What to do: Transcribe the material word for word, but without the images.

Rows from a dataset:
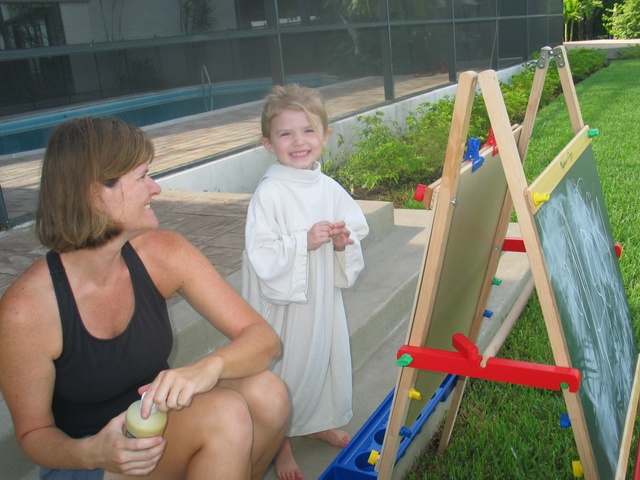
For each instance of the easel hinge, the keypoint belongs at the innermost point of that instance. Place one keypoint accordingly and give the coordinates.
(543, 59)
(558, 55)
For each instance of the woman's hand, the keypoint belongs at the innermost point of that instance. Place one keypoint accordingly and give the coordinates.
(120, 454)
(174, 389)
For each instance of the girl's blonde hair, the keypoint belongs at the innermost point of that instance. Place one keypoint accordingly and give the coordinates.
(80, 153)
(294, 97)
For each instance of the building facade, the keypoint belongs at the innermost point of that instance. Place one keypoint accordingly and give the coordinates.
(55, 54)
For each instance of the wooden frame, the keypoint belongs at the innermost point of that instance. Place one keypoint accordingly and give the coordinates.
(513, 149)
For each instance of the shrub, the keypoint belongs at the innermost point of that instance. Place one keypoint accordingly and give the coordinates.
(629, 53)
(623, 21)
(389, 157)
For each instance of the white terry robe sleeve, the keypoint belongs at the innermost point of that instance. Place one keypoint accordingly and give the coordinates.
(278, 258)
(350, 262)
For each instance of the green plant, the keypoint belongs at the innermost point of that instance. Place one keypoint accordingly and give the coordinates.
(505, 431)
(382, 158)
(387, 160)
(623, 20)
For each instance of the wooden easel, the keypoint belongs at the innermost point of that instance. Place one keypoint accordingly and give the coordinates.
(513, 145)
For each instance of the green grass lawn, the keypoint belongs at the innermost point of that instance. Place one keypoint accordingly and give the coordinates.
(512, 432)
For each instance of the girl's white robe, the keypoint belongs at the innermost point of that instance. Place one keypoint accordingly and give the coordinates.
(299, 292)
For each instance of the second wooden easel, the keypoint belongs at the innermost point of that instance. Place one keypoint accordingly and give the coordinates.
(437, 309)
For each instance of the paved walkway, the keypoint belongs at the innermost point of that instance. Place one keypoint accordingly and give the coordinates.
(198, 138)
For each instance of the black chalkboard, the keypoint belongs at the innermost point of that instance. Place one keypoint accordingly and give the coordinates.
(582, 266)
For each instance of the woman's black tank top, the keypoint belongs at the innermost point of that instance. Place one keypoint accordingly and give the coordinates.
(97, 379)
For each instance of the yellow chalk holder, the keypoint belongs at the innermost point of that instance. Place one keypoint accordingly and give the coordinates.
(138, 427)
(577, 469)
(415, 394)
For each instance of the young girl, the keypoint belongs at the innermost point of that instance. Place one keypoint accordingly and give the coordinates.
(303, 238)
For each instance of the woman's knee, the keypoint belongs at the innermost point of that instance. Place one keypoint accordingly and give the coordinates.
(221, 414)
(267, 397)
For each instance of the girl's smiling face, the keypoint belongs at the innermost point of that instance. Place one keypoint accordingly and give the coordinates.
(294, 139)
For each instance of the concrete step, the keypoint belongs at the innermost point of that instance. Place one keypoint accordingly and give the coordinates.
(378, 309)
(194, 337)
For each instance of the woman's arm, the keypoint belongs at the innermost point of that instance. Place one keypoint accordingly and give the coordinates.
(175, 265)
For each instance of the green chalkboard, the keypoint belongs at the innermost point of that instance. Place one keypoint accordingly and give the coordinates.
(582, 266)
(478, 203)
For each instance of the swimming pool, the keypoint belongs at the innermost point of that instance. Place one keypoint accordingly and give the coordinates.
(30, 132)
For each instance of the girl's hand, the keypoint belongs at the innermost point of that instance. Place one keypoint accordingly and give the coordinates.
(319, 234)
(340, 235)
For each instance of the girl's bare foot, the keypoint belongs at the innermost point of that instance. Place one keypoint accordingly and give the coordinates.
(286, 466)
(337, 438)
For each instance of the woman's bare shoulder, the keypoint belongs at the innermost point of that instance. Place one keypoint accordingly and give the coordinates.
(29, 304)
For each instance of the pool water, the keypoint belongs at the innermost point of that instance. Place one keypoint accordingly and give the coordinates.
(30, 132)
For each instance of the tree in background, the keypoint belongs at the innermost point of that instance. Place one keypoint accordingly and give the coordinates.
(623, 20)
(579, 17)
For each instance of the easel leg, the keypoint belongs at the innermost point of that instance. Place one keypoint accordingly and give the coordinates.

Completed exercise:
For each instance of the easel hinge, the keypoint belongs at the innermost point of that instance. Place one keypoint accordingly and give the coordinates.
(543, 59)
(558, 55)
For each instance of the woman's hand, the keypoint belongs at the innermost point of that instance. Place one keypoint accordingly and give the coordinates.
(120, 454)
(174, 389)
For each instance of the girl's blonde hair, the keypoint belongs at the innermost point of that instance. Place one keypoint accordingly and give the coordinates.
(80, 153)
(294, 97)
For each instance of the building facade, the keypoint belongs at the innermost point of that instance. Place one keypoint accordingly and give the coordinates.
(55, 54)
For each instance of the wooden frame, the keypoint belongs at the innermost point of that instance. Place one keypoint accordingly and give the coordinates.
(513, 149)
For each instance of the shrub, the keypoint belongs at the innermost point of that instance. Place one keypoint accordingly and give the coordinates.
(629, 53)
(623, 21)
(389, 157)
For each instance of the white terry robe sleeve, the keypoint belongs at the innermost point of that instance. Place one keypoint accordingly and give the coordinates.
(278, 258)
(350, 262)
For each instance of the green plant, the keypoint belongs at the innermost point of that instance. Place one keypoint accordingly and give the coordinates.
(505, 431)
(382, 158)
(387, 160)
(623, 20)
For each instance of the wooden easel, the keypoint belongs at the innermost point of that instance. Place one keypoint accordingly and give the coordinates.
(513, 145)
For each instance of the green grass lawn, the keypoint belongs at the innermost point of that instance. Place one keypoint accordingly and give the coordinates.
(512, 432)
For each instance of the girl's white robe, the keypoint belongs at the innermost point of that instance. Place one keypoint accordingly and give the coordinates.
(299, 292)
For each instance of the second wooden easel, the keypoint belongs at the innermost point of that instance. Place one keypoint accordingly and give the coordinates.
(437, 309)
For each instance of the paved walkway, the keypoint belongs at the innermost point of that instance. Place one keypoint accordingly and give the coordinates.
(198, 138)
For each instance of the black chalkboard, the keypoint belongs at the innermost point of that instance. Place one keypoint accordingly and give the coordinates.
(582, 266)
For each instance of the woman's black tank top, the keypoint belongs at the innermost point of that instance. Place one keypoint accordingly and give the coordinates.
(97, 379)
For each instance of the yellow chalk holder, the keypoint belongs at the innermost point of that instance. Place one keypoint accordingly and give the coordinates.
(138, 427)
(577, 469)
(415, 394)
For each instance of the young girl, the keypoint belongs at the innermost point of that instance. Place one keypoint accordingly and give the coordinates.
(303, 238)
For each instance of the woman's knee, the keypoint belongs at the innermost point of that instance. Place one keypoint accordingly and give the coordinates.
(221, 414)
(267, 397)
For each instance of the girl's smiling face, the keypoint belongs at the innermost point of that instance. Place one keypoint accordingly and give the coordinates.
(294, 139)
For each instance of the concrete step, the keypoint belongs at the innermost point of that instance. Place one keypoint accordingly and give the coordinates.
(378, 309)
(194, 337)
For each instance of the woman's arm, the keypoint belongs at the innermost point of that instance. Place one keypoint accordingly and give the coordinates.
(175, 265)
For each instance of the green chalkboard, the keypoint belongs at the innermost point of that instance. Place one keypoint accordingly and give the coordinates.
(582, 266)
(478, 203)
For each instance of the swimming pool, the keypoint belongs at the innermost point of that instance. Place one keypoint accordingly and give the coordinates.
(30, 132)
For each instance of the girl's hand, the keypoint belongs at the innermost point of that instance. Place one keypoint accordingly and give the coordinates.
(319, 234)
(340, 235)
For each instance of the girl's bare foot, the keypoint belongs at the innermost point of that instance. Place one keypoint accordingly and give the coordinates.
(286, 466)
(337, 438)
For each instance of the woman's bare shoulder, the keypoint belongs at the innermost point of that instance. Place one keypoint accordingly and give the coordinates.
(29, 304)
For each instance of the pool water, the keypoint belongs at the innermost point of that instance. Place one keypoint accordingly and give the coordinates.
(30, 132)
For each instance of the tree in background, the keypoint belongs at the innermost point of that instance. Place one keypoint accordingly and give the coordinates.
(623, 20)
(579, 17)
For each instance of the easel leg, the keypoint belongs at the innermost point of that instance. Place one keypoint accordingly and give the coordinates.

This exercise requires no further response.